INPUT MATERIAL:
════════════════
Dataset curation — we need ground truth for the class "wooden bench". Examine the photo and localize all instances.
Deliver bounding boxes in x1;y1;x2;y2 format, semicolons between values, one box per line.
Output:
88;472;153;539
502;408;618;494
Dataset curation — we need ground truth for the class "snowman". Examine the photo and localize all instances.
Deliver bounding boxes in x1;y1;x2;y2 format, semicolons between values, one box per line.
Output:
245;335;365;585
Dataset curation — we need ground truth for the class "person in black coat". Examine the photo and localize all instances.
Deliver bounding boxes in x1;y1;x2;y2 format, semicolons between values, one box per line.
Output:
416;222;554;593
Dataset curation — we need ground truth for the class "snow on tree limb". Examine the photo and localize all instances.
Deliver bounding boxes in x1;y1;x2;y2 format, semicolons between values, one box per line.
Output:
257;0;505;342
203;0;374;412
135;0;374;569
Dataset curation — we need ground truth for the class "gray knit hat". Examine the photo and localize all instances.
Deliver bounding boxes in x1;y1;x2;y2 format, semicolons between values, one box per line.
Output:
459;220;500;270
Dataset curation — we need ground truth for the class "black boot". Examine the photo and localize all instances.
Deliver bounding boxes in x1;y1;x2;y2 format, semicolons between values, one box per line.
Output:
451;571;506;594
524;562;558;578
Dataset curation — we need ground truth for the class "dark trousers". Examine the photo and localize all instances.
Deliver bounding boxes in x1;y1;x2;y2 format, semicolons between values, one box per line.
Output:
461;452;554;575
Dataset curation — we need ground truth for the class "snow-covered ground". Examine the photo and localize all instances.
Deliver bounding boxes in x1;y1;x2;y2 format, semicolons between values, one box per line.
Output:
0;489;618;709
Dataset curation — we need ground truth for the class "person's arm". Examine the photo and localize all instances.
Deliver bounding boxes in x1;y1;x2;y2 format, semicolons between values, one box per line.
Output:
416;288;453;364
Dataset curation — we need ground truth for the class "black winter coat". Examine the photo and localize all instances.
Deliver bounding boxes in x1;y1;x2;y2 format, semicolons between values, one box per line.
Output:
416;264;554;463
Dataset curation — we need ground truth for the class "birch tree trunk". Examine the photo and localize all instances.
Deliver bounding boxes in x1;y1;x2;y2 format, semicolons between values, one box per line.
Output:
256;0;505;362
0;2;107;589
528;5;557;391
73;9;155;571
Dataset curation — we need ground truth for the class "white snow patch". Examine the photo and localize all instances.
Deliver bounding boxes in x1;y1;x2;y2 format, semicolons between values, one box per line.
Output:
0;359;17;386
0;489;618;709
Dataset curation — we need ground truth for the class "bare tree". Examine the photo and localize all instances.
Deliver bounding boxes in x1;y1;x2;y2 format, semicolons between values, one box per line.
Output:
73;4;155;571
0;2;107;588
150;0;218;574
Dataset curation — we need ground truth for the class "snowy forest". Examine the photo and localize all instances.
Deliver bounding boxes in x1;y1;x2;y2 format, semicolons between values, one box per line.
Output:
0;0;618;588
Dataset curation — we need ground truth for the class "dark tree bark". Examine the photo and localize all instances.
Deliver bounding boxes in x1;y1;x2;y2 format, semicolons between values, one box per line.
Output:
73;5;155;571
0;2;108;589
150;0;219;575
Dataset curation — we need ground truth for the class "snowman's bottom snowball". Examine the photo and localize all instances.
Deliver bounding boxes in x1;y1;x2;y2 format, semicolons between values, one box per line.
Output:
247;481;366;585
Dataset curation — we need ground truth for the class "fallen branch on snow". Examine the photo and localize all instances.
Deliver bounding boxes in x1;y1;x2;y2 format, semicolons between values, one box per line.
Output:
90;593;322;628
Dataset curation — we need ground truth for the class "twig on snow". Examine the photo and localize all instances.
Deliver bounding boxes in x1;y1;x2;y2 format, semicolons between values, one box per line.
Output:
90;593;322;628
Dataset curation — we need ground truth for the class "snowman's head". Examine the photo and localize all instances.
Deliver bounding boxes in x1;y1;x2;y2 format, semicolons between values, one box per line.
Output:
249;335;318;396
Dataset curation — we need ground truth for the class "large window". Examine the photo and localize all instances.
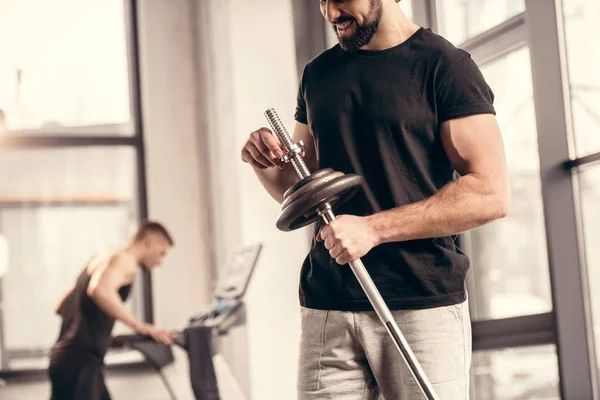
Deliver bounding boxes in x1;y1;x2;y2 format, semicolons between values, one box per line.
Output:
0;0;151;376
579;165;600;372
432;0;600;400
437;0;525;44
472;345;560;400
562;0;600;382
563;0;600;156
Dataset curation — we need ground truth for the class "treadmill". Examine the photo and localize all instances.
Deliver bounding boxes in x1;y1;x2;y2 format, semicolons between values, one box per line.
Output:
111;243;263;400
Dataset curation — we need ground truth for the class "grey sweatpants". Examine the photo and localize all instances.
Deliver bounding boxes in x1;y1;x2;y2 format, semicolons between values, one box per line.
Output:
298;301;471;400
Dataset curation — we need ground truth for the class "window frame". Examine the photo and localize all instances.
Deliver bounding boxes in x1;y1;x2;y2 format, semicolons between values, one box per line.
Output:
421;0;600;399
0;0;154;379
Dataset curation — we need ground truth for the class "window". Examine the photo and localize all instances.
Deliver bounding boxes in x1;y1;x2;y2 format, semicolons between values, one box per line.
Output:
438;0;525;44
0;147;143;368
467;47;552;320
0;0;152;377
0;0;133;135
579;165;600;367
563;0;600;156
471;345;560;400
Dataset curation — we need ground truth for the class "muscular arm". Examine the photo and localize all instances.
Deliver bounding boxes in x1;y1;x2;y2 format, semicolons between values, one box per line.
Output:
252;122;317;203
368;114;510;243
87;256;139;329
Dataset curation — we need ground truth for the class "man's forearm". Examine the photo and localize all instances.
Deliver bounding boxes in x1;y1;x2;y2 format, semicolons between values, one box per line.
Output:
367;174;509;243
90;290;138;329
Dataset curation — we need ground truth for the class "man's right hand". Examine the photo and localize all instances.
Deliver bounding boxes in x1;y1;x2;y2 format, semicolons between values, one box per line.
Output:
133;321;175;344
242;128;285;169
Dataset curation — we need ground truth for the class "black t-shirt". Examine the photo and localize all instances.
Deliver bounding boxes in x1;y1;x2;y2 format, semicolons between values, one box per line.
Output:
295;28;495;311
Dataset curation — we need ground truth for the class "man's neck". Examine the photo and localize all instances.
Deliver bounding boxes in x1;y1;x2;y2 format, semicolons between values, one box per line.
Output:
362;4;419;50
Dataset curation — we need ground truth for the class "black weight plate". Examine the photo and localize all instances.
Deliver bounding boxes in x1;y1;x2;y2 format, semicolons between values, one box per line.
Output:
281;168;344;209
277;175;363;231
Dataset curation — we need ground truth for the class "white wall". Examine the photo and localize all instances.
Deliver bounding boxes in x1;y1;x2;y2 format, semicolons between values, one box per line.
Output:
0;0;308;400
197;0;308;400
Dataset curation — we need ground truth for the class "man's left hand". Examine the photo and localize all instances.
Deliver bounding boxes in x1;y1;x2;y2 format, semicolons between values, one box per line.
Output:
317;215;379;265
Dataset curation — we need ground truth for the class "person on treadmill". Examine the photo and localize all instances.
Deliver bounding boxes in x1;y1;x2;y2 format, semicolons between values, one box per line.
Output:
48;221;174;400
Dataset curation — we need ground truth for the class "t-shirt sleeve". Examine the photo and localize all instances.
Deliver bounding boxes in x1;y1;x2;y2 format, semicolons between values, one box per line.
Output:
294;67;308;124
436;52;496;122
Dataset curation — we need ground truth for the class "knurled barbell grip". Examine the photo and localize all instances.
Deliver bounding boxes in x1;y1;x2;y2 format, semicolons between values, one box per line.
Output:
265;108;439;400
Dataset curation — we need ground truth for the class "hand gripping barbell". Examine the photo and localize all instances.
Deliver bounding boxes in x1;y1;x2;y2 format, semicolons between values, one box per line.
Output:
265;108;439;400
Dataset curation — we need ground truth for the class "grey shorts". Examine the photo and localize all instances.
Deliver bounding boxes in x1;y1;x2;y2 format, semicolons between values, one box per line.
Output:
298;301;471;400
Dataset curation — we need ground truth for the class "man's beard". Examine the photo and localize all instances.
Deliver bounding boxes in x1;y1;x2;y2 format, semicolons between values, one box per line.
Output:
333;0;382;52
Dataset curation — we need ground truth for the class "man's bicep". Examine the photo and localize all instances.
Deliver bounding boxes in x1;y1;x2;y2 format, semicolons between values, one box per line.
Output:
440;114;506;178
292;121;318;172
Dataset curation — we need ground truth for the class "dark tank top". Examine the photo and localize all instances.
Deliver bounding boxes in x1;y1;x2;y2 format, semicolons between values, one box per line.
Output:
53;268;131;359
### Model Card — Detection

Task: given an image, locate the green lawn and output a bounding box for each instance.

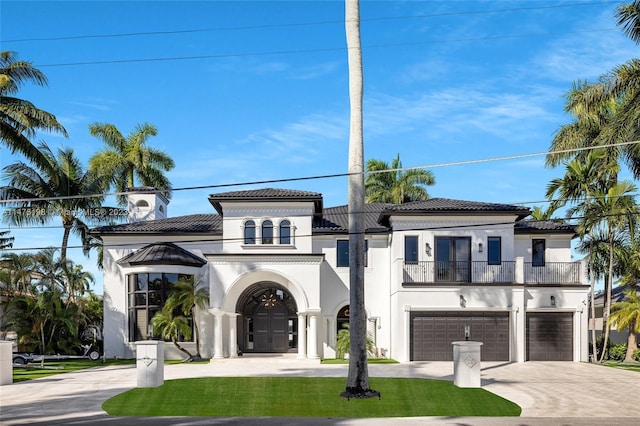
[102,377,521,418]
[13,359,136,383]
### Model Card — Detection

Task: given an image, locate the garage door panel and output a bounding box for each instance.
[527,312,573,361]
[410,312,509,361]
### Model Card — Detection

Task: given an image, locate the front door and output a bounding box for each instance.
[253,298,289,352]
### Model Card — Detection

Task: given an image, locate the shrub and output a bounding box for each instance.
[609,343,627,361]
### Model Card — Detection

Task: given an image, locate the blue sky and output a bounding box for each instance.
[0,0,640,293]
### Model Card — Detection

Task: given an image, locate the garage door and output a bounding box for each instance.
[410,312,509,361]
[527,312,573,361]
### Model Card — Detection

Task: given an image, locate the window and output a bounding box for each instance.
[436,237,471,283]
[262,220,273,244]
[404,235,418,263]
[531,239,545,266]
[280,220,291,244]
[487,237,502,265]
[127,273,193,342]
[336,240,369,267]
[244,220,256,244]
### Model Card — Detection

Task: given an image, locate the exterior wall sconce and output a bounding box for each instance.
[460,294,467,308]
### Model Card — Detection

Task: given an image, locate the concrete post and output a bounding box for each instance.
[136,340,164,388]
[0,340,13,385]
[451,340,482,388]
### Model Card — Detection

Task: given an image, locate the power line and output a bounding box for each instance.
[0,140,640,205]
[36,28,618,68]
[3,1,621,43]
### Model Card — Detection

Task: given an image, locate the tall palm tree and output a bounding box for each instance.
[365,154,436,204]
[585,181,638,362]
[609,283,640,361]
[89,123,175,204]
[546,149,610,354]
[0,143,113,259]
[341,0,379,398]
[166,276,209,359]
[0,51,67,163]
[151,304,193,361]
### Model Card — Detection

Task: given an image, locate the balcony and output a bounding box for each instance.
[402,260,586,286]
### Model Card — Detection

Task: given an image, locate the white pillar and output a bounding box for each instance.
[308,312,320,359]
[136,340,164,388]
[0,340,13,385]
[227,314,238,358]
[209,309,224,359]
[298,312,307,358]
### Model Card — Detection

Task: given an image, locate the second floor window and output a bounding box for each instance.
[336,240,369,267]
[487,237,502,265]
[262,220,273,244]
[404,235,418,263]
[244,220,256,244]
[280,220,291,244]
[531,239,546,266]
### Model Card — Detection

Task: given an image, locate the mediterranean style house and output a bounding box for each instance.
[91,188,589,362]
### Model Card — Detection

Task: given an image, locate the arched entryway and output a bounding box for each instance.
[236,282,298,353]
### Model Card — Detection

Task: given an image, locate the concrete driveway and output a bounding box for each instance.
[0,356,640,426]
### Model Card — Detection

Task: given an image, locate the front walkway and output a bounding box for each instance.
[0,356,640,425]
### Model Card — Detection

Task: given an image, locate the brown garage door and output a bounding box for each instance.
[410,312,509,361]
[527,312,573,361]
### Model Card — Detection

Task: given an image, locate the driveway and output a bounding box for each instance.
[0,356,640,426]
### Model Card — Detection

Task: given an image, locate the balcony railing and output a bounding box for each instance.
[402,261,581,285]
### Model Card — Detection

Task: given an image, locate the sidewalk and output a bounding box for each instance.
[0,356,640,425]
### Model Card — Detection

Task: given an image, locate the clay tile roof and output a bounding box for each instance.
[118,243,207,267]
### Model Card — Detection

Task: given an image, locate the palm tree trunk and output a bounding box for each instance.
[341,0,379,398]
[600,225,613,363]
[624,321,638,362]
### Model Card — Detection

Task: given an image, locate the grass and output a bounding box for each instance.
[13,359,136,383]
[102,377,521,418]
[321,358,398,364]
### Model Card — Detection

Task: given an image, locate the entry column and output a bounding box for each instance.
[209,309,224,358]
[298,312,307,358]
[227,314,238,358]
[307,309,320,359]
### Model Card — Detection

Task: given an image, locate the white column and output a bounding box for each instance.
[298,312,307,358]
[227,314,238,358]
[209,309,224,359]
[308,312,320,359]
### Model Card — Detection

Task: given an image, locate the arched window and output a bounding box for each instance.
[244,220,256,244]
[262,220,273,244]
[280,220,291,244]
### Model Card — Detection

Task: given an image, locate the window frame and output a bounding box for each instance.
[487,236,502,265]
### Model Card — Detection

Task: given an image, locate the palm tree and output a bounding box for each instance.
[0,143,112,259]
[151,305,193,360]
[365,154,436,204]
[341,0,380,398]
[166,276,209,359]
[585,181,638,362]
[534,149,610,354]
[89,123,175,204]
[609,283,640,361]
[0,51,67,164]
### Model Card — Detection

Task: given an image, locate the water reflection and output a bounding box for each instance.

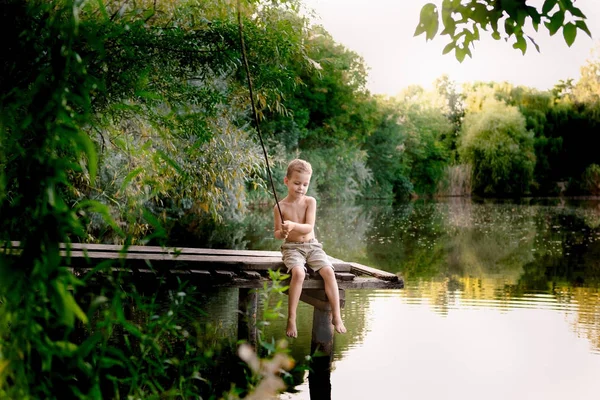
[240,199,600,399]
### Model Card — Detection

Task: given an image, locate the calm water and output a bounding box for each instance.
[211,199,600,400]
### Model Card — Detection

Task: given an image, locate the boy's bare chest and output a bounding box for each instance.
[281,204,308,224]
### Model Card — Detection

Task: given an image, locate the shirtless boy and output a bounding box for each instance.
[274,159,346,337]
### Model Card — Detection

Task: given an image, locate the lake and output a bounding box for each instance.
[205,199,600,400]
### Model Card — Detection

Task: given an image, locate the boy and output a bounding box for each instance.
[274,159,346,337]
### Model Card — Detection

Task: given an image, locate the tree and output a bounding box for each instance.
[459,97,535,195]
[415,0,592,62]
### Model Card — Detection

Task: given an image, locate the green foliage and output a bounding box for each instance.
[398,87,453,195]
[582,164,600,196]
[459,94,535,195]
[300,145,372,201]
[415,0,592,62]
[363,100,413,199]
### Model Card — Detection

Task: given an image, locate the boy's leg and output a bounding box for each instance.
[319,267,346,333]
[285,266,306,337]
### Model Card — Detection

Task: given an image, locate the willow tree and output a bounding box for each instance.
[458,92,535,196]
[415,0,592,62]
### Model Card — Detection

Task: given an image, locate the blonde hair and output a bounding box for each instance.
[286,158,312,178]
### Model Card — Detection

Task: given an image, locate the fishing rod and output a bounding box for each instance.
[237,0,283,222]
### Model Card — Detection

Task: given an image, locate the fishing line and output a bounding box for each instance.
[237,0,283,222]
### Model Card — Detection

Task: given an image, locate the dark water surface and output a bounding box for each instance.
[214,199,600,400]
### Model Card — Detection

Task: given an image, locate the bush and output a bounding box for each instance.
[459,98,535,196]
[581,164,600,196]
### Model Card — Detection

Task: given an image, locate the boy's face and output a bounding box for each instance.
[283,171,311,198]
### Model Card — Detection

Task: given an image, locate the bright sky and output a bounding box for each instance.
[304,0,600,95]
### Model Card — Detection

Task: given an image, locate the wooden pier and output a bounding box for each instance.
[12,242,404,289]
[0,242,404,399]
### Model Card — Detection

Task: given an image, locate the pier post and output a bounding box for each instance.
[238,288,258,348]
[302,290,346,400]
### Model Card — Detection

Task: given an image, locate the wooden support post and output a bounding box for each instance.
[308,307,333,400]
[238,288,258,348]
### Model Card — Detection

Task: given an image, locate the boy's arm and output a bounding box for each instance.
[273,204,288,239]
[285,197,317,235]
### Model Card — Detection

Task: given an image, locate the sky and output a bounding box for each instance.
[304,0,600,96]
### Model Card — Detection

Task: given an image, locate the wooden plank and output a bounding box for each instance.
[212,269,235,281]
[190,269,210,278]
[223,277,404,289]
[349,262,399,282]
[11,241,281,257]
[335,271,356,281]
[239,271,261,279]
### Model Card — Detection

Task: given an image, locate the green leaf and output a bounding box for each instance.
[414,3,439,40]
[527,36,540,53]
[527,6,542,25]
[542,0,558,15]
[442,42,456,54]
[546,11,565,36]
[575,20,592,37]
[569,6,585,18]
[454,47,467,63]
[121,167,144,191]
[563,22,577,47]
[513,35,527,55]
[77,131,98,184]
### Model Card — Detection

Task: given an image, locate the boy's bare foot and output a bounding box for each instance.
[285,319,296,337]
[332,318,346,333]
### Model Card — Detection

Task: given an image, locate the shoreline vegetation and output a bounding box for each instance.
[0,0,600,399]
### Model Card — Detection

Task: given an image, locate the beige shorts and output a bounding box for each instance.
[281,239,333,273]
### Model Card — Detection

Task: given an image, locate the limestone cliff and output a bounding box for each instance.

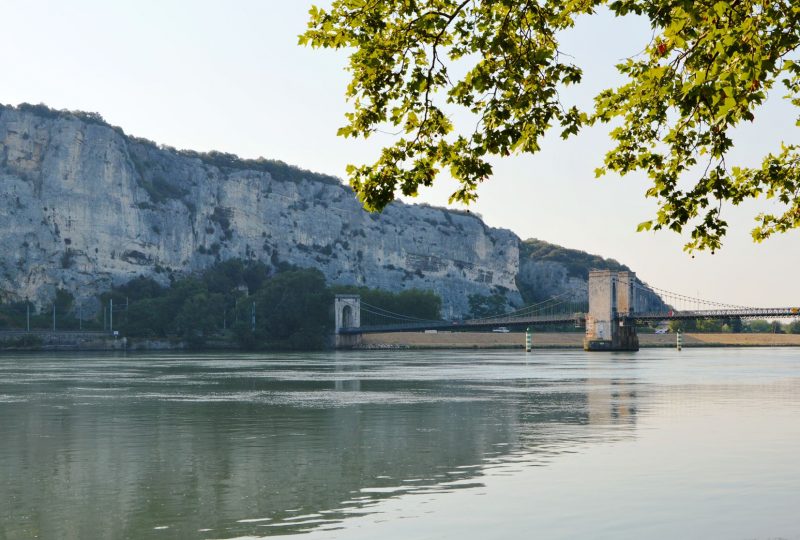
[0,105,521,317]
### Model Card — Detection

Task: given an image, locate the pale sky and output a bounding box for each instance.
[0,0,800,306]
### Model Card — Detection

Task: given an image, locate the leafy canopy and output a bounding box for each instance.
[300,0,800,250]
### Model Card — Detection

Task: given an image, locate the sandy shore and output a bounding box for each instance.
[363,332,800,349]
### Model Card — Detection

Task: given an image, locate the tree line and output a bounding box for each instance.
[0,259,441,349]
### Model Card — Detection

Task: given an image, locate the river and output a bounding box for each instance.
[0,348,800,540]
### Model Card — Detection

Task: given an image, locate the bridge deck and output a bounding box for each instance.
[339,307,800,334]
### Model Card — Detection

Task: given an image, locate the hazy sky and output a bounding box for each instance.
[0,0,800,306]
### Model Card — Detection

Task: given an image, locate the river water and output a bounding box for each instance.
[0,349,800,540]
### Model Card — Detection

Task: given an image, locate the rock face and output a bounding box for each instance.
[0,106,522,317]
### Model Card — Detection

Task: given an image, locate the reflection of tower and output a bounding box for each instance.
[333,353,361,392]
[586,379,637,425]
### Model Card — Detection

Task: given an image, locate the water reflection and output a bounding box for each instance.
[0,353,642,539]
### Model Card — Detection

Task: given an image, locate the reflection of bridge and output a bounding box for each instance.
[335,270,800,351]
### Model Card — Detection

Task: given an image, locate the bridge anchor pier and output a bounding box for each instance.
[333,294,361,349]
[583,270,639,351]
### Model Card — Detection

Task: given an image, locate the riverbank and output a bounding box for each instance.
[362,332,800,349]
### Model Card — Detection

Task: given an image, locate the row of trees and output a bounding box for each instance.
[0,259,441,349]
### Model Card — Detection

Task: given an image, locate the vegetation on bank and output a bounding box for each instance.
[0,259,442,350]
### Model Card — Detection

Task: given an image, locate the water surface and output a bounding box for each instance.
[0,349,800,540]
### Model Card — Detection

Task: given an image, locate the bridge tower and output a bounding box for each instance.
[333,294,361,348]
[583,270,639,351]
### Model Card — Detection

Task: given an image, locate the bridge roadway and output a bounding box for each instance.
[339,307,800,334]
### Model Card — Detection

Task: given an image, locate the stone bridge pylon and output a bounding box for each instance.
[333,294,361,348]
[583,270,639,351]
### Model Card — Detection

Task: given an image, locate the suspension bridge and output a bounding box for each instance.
[334,270,800,351]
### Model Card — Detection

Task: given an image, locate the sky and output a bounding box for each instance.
[0,0,800,306]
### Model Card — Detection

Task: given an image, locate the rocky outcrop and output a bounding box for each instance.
[0,105,522,317]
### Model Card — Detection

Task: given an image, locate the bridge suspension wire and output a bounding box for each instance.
[361,300,440,322]
[462,291,573,323]
[633,280,756,309]
[361,302,436,322]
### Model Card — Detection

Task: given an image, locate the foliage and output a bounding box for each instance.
[300,0,800,250]
[237,269,333,349]
[462,294,508,319]
[334,286,442,325]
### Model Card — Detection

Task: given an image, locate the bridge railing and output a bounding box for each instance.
[630,307,800,321]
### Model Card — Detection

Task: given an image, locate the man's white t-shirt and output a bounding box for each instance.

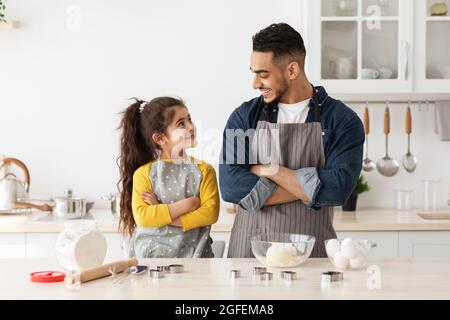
[277,99,310,123]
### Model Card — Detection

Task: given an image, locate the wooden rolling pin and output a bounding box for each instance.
[80,258,138,283]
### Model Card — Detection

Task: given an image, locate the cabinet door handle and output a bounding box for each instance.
[403,41,409,80]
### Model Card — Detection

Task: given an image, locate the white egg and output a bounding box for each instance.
[341,238,359,259]
[341,238,355,246]
[333,251,348,269]
[325,239,339,258]
[350,257,364,269]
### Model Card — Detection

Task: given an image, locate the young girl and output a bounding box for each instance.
[119,97,220,258]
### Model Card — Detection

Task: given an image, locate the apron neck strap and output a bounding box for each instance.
[259,84,321,122]
[311,84,320,122]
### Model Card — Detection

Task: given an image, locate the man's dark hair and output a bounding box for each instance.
[253,23,306,62]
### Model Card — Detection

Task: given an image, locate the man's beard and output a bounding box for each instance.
[264,83,289,110]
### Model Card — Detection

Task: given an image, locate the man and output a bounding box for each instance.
[219,23,364,257]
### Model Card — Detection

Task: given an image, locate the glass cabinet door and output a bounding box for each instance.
[426,0,450,79]
[416,0,450,93]
[309,0,413,93]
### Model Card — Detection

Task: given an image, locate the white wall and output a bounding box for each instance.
[0,0,450,207]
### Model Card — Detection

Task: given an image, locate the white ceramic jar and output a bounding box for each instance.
[56,219,107,271]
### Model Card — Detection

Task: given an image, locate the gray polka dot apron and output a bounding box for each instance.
[228,90,336,258]
[128,160,213,258]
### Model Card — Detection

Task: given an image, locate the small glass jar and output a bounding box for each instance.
[55,219,107,272]
[422,179,441,211]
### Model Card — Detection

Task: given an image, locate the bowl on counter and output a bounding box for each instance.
[250,233,316,268]
[325,238,377,270]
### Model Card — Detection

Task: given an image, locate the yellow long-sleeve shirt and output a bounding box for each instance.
[131,159,220,231]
════════════════
PROMPT:
Find every line in the records that contains the word "hair" and copy each of those lines in full.

RESULT OF THE EXERCISE:
Task: given an image, locate the blonde hair and output a bounding box for each instance.
Task: given an image, locate the man's dark hair and output a bounding box for each instance.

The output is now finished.